• _EXERCISE INSTRUCTIONS_:
1) From the discussion about Chinese surname pages, return the passage from "A disambiguation at" up to and including "00:48, 28 November 2006 (UTC)".
2) In the discussion about Chinese surname pages, why does _dk prefer traditional Chinese characters if characters are used to tell surnames apart? Answer in one to three sentences.

• _TEXT EXTRACT_:
◆ ◆ ◆ ◆
So, what can be done for this issue? _dk 07:44, 21 November 2006 (UTC)
- Wow, that's a good question. I'm leaning towards including the Chinese characters. --Ideogram 07:47, 21 November 2006 (UTC)
- If we are going to have such categories, then the only way to disambiguate between different surnames is with Chinese characters. Which then brings us to the question of whether Simplified or Traditional should be used? --Sumple (Talk) 01:15, 23 November 2006 (UTC)
- If that's the way we're going, then I prefer traditional Chinese since simplified Chinese merged too many things together. But then again, are such categories really necessary? Also, User:Yao Ziyuan also tried to split the Li (surname) article (which includes 李, 黎, 利, etc) but was reverted. I personally prefer a split there but I don't know...the Chinese page title issue again. _dk 02:34, 23 November 2006 (UTC)
- Also see Wikipedia:Articles for deletion/Lǐ (李) (surname) _dk 02:37, 23 November 2006 (UTC)
- I think it's better not to have the Chinese word - some users (non-Chinese) may not have support for East Asian fonts on their computer, and then we get into the whole Simplified v. Traditional discussion again. –- kungming·2 (Talk) 22:08, 27 November 2006 (UTC)
- I tend to agree, but what other ways are there to disambiguate between the same-sounding surnames? _dk 00:29, 28 November 2006 (UTC)
- I think it's better not to have the Chinese word - some users (non-Chinese) may not have support for East Asian fonts on their computer, and then we get into the whole Simplified v. Traditional discussion again. –- kungming·2 (Talk) 22:08, 27 November 2006 (UTC)
A disambiguation at the Li page, then arrange each Li articles by its sound, so it'll be something like Li (1), Li (2), Li (3), Li (4). That's my opinion. AQu01rius (User • Talk) 00:34, 28 November 2006 (UTC)
- We'd still have multiple surnames in one page then. For example, 李 and 里 would both be Li (3). _dk 00:48, 28 November 2006 (UTC)
- So what? This is not Chinese Wikipedia.--Niohe 00:51, 28 November 2006 (UTC)
- It's fine to have multiple surnames in one article, I think - most non-Chinese will not be able to differentiate between the different forms. –- kungming·2 (Talk) 00:57, 28 November 2006 (UTC)
- Of course this is not the Chinese wiki, I'm just concerned for the sizes of the articles if each surname gets to expand. _dk 01:01, 28 November 2006 (UTC)
- It's fine to have multiple surnames in one article, I think - most non-Chinese will not be able to differentiate between the different forms. –- kungming·2 (Talk) 00:57, 28 November 2006 (UTC)
- So what? This is not Chinese Wikipedia.--Niohe 00:51, 28 November 2006 (UTC)
- I'm praying I'll live to see the day when article size becomes a problem on China-related articles. ;) -- 我♥中國 00:51, 4 December 2006 (UTC)
◆ ◆ ◆ ◆
• _DATA RECORDS_:
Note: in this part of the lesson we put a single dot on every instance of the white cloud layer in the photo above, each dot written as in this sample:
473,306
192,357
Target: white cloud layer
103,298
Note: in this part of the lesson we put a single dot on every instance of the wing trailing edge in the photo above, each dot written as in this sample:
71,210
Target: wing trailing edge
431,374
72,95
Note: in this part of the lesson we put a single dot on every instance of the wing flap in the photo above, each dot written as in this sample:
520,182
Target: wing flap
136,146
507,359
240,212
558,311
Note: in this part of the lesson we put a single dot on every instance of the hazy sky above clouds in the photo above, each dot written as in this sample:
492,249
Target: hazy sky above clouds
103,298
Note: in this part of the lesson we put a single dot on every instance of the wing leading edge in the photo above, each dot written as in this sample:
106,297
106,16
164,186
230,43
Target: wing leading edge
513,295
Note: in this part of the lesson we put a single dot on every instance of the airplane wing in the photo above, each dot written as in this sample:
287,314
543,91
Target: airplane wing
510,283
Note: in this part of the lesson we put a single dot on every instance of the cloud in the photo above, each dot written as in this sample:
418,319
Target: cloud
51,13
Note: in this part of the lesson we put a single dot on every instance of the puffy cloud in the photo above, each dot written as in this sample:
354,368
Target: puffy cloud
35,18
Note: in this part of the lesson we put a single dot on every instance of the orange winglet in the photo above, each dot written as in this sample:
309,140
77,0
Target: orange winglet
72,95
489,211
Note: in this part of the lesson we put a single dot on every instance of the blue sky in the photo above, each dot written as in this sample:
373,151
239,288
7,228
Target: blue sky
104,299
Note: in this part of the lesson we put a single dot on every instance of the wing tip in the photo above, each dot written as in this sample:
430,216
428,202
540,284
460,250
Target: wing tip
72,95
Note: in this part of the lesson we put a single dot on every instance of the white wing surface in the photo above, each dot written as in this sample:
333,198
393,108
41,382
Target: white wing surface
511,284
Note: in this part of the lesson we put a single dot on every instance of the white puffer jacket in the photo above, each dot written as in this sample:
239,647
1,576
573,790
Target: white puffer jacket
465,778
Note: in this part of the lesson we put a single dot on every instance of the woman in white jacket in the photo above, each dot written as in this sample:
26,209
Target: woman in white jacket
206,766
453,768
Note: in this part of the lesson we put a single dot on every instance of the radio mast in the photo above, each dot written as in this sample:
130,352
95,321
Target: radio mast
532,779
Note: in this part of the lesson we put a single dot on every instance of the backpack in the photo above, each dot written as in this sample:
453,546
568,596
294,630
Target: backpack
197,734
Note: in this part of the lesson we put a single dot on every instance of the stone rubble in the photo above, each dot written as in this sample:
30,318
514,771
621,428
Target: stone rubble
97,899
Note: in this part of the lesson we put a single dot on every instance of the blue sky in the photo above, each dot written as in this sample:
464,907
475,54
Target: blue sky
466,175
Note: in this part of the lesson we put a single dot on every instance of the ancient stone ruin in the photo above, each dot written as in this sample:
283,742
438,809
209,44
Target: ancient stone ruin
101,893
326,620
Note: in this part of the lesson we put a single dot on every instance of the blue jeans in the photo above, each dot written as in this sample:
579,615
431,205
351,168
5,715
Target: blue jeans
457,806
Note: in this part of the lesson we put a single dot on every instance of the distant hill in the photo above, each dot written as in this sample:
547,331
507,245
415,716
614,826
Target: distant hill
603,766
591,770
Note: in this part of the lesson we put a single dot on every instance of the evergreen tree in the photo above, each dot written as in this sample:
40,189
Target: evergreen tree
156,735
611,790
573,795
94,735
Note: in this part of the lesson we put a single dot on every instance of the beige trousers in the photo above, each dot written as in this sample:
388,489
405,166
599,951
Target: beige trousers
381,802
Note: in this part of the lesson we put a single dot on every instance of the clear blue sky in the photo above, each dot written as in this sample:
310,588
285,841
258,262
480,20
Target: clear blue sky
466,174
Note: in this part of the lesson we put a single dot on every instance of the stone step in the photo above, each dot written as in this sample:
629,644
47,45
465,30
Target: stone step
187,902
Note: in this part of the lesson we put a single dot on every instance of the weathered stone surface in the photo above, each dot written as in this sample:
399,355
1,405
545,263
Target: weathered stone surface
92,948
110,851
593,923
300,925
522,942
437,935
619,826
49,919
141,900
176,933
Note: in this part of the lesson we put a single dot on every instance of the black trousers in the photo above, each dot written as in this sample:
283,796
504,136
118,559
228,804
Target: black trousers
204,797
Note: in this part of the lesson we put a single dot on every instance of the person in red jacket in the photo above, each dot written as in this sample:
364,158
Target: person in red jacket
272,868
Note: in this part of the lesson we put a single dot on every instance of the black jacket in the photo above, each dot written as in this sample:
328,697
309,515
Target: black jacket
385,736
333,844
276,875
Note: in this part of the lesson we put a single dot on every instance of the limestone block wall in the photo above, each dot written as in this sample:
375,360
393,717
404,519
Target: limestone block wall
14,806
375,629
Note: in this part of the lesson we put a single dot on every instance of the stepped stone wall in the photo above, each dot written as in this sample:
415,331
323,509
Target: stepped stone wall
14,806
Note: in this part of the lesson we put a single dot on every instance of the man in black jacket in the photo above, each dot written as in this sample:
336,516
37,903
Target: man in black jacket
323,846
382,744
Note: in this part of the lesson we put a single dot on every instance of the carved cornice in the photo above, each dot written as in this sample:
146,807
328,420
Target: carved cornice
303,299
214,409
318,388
◆ ◆ ◆ ◆
• _IN RESPONSE_:
1)
A disambiguation at the Li page, then arrange each Li articles by its sound, so it'll be something like Li (1), Li (2), Li (3), Li (4). That's my opinion. AQu01rius (User • Talk) 00:34, 28 November 2006 (UTC)
- We'd still have multiple surnames in one page then. For example, 李 and 里 would both be Li (3). _dk 00:48, 28 November 2006 (UTC)

2) _dk prefers traditional Chinese because simplified Chinese merged too many things together.